Required task — Please quote every one of the entries below verbatim, changing nothing.

━━━━━ Task input

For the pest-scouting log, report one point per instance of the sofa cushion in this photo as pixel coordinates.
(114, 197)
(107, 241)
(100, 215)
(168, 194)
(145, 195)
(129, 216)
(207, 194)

━━━━━━━━━━

Written solution —
For the pest-scouting log, report one point per instance of the sofa cushion in this photo as pixel coordinates.
(114, 197)
(107, 241)
(100, 215)
(168, 194)
(145, 195)
(129, 216)
(207, 194)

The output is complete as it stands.